PROMPT
Reproduce the lines below, starting with the line containing "Where can you see the projected" and continuing through the end of the records, both ends included. Include the requests, and scale only the point coordinates in the answers by 0.4, rounded to whole numbers with halves rounded up, leaving the request lines and their sample coordinates unchanged.

Excerpts of pointing data
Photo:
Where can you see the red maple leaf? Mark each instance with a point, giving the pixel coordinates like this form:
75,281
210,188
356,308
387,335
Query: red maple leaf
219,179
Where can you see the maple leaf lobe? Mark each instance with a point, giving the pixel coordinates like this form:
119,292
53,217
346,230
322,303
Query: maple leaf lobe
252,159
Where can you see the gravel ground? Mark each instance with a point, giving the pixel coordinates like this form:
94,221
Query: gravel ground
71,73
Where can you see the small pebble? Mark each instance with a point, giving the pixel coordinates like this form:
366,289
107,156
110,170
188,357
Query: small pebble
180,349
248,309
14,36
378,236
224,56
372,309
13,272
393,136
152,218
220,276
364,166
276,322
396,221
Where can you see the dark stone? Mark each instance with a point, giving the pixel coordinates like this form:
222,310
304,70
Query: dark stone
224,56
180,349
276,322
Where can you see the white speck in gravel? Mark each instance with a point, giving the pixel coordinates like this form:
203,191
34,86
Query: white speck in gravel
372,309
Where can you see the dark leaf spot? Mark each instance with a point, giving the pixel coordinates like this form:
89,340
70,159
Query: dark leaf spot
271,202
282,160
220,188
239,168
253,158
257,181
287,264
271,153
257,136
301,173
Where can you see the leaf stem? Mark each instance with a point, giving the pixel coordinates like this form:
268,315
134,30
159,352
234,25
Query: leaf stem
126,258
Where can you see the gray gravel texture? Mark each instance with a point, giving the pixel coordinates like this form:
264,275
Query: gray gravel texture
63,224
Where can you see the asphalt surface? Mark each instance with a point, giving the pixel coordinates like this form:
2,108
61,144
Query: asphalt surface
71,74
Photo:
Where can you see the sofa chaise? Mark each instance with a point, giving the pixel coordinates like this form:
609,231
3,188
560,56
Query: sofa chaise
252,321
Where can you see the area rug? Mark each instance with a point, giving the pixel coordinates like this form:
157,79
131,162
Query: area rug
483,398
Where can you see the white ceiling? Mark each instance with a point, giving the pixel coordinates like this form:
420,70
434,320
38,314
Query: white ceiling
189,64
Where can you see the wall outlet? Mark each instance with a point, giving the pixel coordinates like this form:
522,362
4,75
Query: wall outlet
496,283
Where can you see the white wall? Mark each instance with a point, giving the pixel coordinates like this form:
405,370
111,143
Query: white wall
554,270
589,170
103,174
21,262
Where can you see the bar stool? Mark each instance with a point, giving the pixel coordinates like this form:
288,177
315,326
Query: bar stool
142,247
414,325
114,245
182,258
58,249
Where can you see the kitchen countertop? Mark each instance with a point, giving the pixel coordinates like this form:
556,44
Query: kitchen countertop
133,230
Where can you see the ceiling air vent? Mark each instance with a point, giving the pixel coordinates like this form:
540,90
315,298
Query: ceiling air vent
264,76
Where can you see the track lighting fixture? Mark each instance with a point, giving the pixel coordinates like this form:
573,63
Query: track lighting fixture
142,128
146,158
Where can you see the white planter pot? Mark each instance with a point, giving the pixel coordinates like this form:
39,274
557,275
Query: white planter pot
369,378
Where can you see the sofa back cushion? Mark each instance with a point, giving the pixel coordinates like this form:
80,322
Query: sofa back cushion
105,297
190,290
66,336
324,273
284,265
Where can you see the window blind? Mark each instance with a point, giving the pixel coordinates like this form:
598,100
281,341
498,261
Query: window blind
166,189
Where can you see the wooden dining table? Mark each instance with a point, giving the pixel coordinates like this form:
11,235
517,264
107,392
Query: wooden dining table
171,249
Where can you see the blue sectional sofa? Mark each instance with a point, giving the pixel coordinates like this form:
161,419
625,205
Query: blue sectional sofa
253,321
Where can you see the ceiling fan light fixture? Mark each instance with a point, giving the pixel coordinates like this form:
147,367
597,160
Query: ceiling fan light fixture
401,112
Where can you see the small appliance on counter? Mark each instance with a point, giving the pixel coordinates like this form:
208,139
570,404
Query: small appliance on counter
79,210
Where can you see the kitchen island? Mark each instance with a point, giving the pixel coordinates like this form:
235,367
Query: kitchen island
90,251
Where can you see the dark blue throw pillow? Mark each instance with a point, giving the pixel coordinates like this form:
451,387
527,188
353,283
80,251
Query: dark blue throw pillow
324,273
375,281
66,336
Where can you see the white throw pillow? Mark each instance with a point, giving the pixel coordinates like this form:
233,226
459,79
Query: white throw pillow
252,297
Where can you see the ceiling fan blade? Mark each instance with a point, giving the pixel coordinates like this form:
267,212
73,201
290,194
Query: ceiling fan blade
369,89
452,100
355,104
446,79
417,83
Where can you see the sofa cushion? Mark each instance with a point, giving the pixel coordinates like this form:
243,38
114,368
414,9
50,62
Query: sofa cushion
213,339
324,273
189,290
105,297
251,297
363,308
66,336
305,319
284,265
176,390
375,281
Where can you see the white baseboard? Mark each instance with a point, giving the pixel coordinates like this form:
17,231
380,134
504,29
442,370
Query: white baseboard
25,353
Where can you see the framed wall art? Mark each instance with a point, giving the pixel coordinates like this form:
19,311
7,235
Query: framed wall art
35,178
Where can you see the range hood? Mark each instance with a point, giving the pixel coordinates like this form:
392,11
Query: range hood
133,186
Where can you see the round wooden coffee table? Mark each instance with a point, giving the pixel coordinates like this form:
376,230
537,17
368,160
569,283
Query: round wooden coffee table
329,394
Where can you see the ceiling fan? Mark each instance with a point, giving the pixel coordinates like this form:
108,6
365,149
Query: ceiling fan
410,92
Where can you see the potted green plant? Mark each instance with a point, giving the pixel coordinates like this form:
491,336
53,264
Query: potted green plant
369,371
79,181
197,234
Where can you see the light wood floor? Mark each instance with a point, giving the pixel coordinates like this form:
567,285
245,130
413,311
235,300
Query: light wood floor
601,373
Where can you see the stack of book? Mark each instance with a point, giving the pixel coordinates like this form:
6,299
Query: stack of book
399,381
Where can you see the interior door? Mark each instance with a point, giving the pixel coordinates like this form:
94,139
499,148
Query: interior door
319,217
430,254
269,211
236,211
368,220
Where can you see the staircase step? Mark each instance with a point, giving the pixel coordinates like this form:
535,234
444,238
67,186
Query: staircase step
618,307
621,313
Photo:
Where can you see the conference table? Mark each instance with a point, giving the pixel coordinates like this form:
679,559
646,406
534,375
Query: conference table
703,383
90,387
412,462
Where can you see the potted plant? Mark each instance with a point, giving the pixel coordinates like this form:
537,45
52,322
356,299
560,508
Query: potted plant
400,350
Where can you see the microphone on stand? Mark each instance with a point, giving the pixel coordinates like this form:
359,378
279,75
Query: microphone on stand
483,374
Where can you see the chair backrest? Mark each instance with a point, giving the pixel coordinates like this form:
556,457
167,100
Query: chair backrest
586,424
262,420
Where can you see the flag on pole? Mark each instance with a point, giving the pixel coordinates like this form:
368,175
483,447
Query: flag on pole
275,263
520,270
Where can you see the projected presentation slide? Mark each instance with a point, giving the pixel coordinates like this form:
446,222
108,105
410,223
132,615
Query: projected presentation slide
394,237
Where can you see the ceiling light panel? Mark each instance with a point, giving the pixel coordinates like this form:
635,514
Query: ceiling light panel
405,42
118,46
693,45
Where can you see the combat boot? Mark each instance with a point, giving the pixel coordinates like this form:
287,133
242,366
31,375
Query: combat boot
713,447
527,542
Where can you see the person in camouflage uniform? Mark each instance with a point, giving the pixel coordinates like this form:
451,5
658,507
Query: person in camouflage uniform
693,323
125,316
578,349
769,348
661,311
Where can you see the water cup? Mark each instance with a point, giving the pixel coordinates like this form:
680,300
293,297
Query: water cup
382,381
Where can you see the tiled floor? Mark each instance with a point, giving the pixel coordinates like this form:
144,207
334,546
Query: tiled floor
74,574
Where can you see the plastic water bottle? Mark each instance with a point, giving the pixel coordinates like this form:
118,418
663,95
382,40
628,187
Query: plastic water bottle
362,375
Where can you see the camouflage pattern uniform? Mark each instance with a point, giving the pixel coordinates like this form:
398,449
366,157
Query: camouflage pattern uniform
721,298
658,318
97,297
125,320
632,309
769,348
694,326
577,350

EXERCISE ANSWER
Where can you see the projected presentation slide? Mark each instance with a point, giving the pixel coordinates like this form:
446,222
108,105
410,223
132,615
Query: projected presentation slide
158,95
Where can you see the ceiling light panel? Mark each instance with a point, giving the pixel coordinates like this form:
635,514
Query: ceiling light panel
162,17
47,18
277,18
Where can you see the combat boot? Mark each instance with a point, giving the pixel coordinates like this form:
287,133
242,366
31,375
Query: combat boot
285,179
211,217
Where can you see the person in camouflage uniform? Mark each instance with a point, giving the pixel coordinates like this form:
451,5
658,507
Query: person in camouflage uniform
277,129
50,126
231,140
308,139
264,124
Where can you see the water cup? Mark each instance with a point, giving the pixel coordinates like this form:
680,300
293,297
Query: water cup
153,152
Where can you see the tiled floor? Mark each instance with a point, giving the pixel coordinates like this form:
144,207
334,546
Query: tiled floor
30,230
Where can you see the plastic water bottle? Mark each instance with a point, giving the pixel coordinates like this form:
118,418
663,95
382,40
628,187
Query: plastic water bottle
145,150
Where can you see the camouflage pattern uniform? Mark each instance with a point, giving the pixel coordinates like this form:
398,449
366,157
Query: camouflage pattern uniform
288,119
263,127
39,119
50,128
253,124
308,139
278,130
231,140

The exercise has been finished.